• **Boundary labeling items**
━━━━━━━━━━━━━━━━

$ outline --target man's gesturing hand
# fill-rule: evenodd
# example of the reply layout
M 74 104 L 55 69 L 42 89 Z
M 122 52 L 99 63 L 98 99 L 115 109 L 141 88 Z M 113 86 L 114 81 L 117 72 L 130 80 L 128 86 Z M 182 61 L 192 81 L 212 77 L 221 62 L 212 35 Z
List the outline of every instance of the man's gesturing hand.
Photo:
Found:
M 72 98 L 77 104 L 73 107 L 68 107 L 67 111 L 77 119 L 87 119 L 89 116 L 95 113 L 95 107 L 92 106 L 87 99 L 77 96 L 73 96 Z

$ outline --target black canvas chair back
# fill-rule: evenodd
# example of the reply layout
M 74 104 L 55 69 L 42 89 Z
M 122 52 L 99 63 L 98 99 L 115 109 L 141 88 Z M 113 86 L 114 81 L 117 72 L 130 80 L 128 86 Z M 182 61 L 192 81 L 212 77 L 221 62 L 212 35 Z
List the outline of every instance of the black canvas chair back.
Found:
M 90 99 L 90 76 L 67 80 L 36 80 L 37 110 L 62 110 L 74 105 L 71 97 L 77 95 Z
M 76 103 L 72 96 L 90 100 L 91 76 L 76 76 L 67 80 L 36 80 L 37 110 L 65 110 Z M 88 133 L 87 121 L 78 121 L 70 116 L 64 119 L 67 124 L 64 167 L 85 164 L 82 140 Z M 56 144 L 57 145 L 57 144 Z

━━━━━━━━━━━━━━━━

Reproduce all the records above, swapping each "List the outline" for "Give the outline" and leaving everything else unchanged.

$ outline --target man's gesturing hand
# fill-rule: evenodd
# example of the reply layout
M 74 104 L 55 69 L 42 89 Z
M 122 52 L 99 63 L 98 99 L 115 109 L 141 88 Z M 113 86 L 114 81 L 117 72 L 130 80 L 128 86 Z M 182 61 L 192 81 L 212 77 L 221 62 L 212 35 Z
Give the outline of every instance of the man's gesturing hand.
Photo:
Found:
M 72 98 L 77 104 L 73 107 L 68 107 L 67 111 L 77 119 L 87 119 L 89 116 L 95 113 L 95 107 L 92 106 L 87 99 L 77 96 L 73 96 Z

$ outline --target black canvas chair back
# fill-rule: evenodd
# example of the reply layout
M 74 104 L 55 69 L 42 89 Z
M 122 52 L 99 63 L 98 99 L 115 109 L 141 88 Z M 113 86 L 114 81 L 117 72 L 130 80 L 128 86 Z M 182 61 L 192 81 L 212 77 L 221 62 L 212 35 Z
Give the outline of every instance of the black canvas chair back.
Found:
M 90 99 L 90 76 L 67 80 L 36 80 L 37 110 L 62 110 L 74 105 L 71 97 L 77 95 Z
M 76 103 L 72 96 L 90 100 L 91 76 L 76 76 L 67 80 L 36 80 L 37 110 L 65 110 Z M 88 133 L 87 121 L 78 121 L 70 116 L 64 119 L 67 124 L 64 167 L 85 164 L 82 140 Z M 56 144 L 57 145 L 57 144 Z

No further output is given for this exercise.